* _原文节选_
题解
很显然,答案满足单调性。
因此,可以使用二分答案求解。
考虑\(check\)的实现。
贪心地想,免费的\(k\)对电话线一定都要用上。
每次\(check\)时将小于\(mid\)的边权设为\(0\),其它的设为\(1\)。
跑一边最短路判断\(\mathrm{dist[n]}\)是否\(\leq k\)即可。
代码
#include <bits/stdc++.h>
#define itn int
#define gI gi
using namespace std;
inline int gi()
{
int f = 1, x = 0; char c = getchar();
while (c < '0' || c > '9') {if (c == '-') f = -1; c = getchar();}
while (c >= '0' && c <= '9') x = x * 10 + c - '0', c = getchar();
return f * x;
}
const int maxn = 10003;
int n, p, k, dist[maxn], vis[maxn];
vector <int> v[maxn], edge[maxn], f[maxn];
inline bool check(int x)

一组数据
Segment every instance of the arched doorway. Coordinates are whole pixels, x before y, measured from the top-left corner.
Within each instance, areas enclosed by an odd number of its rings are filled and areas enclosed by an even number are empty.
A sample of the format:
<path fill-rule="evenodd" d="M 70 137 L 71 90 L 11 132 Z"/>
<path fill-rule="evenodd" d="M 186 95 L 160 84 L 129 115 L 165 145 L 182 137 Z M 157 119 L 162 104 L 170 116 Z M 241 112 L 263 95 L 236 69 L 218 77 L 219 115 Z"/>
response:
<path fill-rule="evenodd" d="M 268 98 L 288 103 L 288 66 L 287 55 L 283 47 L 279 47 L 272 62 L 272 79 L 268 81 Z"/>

* _任务目标 1_
根据这篇二分答案题解回答：
(a) 因为答案满足什么性质，所以可以用二分答案求解？
(b) 每次check时，小于mid的边权被设为多少？
(c) 代码中maxn被定义为多少？
* _任务目标 2_
在这篇题解中，从"每次\(check\)时将小"开始、到"inline int gi()"结束的部分里，能否把"最短路"替换成"Dijkstra"后重写一遍？
* _任务目标 3_
能否从这篇用二分答案求解电话线问题的题解停下的地方接着往下写？
上述记录与题解无关，是单独的材料。

* _书面作答 1_
(a) 单调性。
(b) 0。
(c) 10003。

* _书面作答 2_
每次\(check\)时将小于\(mid\)的边权设为\(0\),其它的设为\(1\)。
跑一边Dijkstra判断\(\mathrm{dist[n]}\)是否\(\leq k\)即可。
代码
#include <bits/stdc++.h>
#define itn int
#define gI gi
using namespace std;
inline int gi()

* _书面作答 3_
{
for (int i = 1; i <= n; i+=1)
{
int len = f[i].size();
for (int j = 0; j < len; j+=1)
{
if (f[i][j] <= x) edge[i][j] = 0;
else edge[i][j] = 1;
}
}//重设边权
queue <int> q;
memset(dist, 0x3f, sizeof(dist));
memset(vis, 0, sizeof(vis));
vis[1] = 1;
dist[1] = 0;
q.push(1);
while (!q.empty())
{
int u = q.front(); q.pop();
vis[u] = 0;
int len = v[u].size();
for (int i = 0; i < len; i+=1)
{
int vv = v[u][i], w = edge[u][i];
if (dist[vv] > dist[u] + w)
{
dist[vv] = dist[u] + w;
if (!vis[vv]) q.push(vv);
}
}
}
return dist[n] <= k;
}
int main()
{
//freopen(".in", "r", stdin);
//freopen(".out", "w", stdout);
n = gi(), p = gi(), k = gi();
for (int i = 1; i <= p; i+=1)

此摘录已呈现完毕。